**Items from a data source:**
==================================================

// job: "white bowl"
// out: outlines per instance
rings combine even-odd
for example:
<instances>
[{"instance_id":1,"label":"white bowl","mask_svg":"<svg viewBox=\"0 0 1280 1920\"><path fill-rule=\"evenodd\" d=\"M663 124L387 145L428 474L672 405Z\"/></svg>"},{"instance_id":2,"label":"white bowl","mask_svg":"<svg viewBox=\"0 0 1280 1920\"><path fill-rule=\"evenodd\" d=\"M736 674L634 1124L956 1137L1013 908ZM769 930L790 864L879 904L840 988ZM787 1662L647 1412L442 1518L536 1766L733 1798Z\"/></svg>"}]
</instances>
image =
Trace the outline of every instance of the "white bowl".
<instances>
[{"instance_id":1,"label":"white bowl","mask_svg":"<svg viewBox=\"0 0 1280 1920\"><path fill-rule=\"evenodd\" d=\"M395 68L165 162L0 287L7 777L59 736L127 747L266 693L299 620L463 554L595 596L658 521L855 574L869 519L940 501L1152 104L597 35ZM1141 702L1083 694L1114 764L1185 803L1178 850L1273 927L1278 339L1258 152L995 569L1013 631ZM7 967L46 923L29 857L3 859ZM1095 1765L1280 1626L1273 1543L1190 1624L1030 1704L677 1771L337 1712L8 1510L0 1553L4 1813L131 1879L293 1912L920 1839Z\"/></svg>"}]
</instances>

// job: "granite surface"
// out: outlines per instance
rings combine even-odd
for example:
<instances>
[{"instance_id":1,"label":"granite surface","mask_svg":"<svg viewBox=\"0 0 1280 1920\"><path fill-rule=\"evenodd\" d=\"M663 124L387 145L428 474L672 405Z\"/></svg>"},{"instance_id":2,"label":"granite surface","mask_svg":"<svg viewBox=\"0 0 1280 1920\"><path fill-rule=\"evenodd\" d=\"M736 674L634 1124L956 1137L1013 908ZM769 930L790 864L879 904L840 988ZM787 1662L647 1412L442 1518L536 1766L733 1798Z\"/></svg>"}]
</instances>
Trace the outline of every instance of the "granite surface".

==================================================

**REQUIREMENT:**
Nothing added, nothing dropped: copy the data above.

**TASK RESPONSE:**
// job: "white bowl"
// out: outlines per instance
rings combine even-odd
for example:
<instances>
[{"instance_id":1,"label":"white bowl","mask_svg":"<svg viewBox=\"0 0 1280 1920\"><path fill-rule=\"evenodd\" d=\"M663 124L387 145L428 474L672 405Z\"/></svg>"},{"instance_id":2,"label":"white bowl","mask_svg":"<svg viewBox=\"0 0 1280 1920\"><path fill-rule=\"evenodd\" d=\"M736 674L634 1124L956 1137L1013 908ZM769 930L790 864L879 904L840 988ZM787 1662L647 1412L442 1518L536 1766L733 1798Z\"/></svg>"}]
</instances>
image =
Trace the outline of every instance of the "white bowl".
<instances>
[{"instance_id":1,"label":"white bowl","mask_svg":"<svg viewBox=\"0 0 1280 1920\"><path fill-rule=\"evenodd\" d=\"M395 68L165 162L0 287L7 777L59 736L127 747L266 693L299 620L463 554L595 596L658 521L855 574L869 519L940 501L1152 104L597 35ZM1141 702L1083 694L1114 764L1185 803L1178 850L1273 927L1278 339L1258 152L995 569L1013 631ZM7 967L46 923L29 857L3 859ZM1095 1765L1280 1626L1273 1543L1190 1624L1030 1704L677 1771L337 1712L8 1510L0 1553L4 1813L131 1879L293 1912L920 1839Z\"/></svg>"}]
</instances>

// job: "granite surface"
// out: outlines per instance
rings combine even-odd
for example:
<instances>
[{"instance_id":1,"label":"granite surface","mask_svg":"<svg viewBox=\"0 0 1280 1920\"><path fill-rule=\"evenodd\" d=\"M663 124L387 145L428 474L672 405Z\"/></svg>"},{"instance_id":2,"label":"granite surface","mask_svg":"<svg viewBox=\"0 0 1280 1920\"><path fill-rule=\"evenodd\" d=\"M736 674L634 1124L956 1137L1013 908ZM769 930L790 864L879 904L840 988ZM787 1662L647 1412L442 1518L536 1766L733 1798Z\"/></svg>"}]
</instances>
Trace the outline of every instance of the "granite surface".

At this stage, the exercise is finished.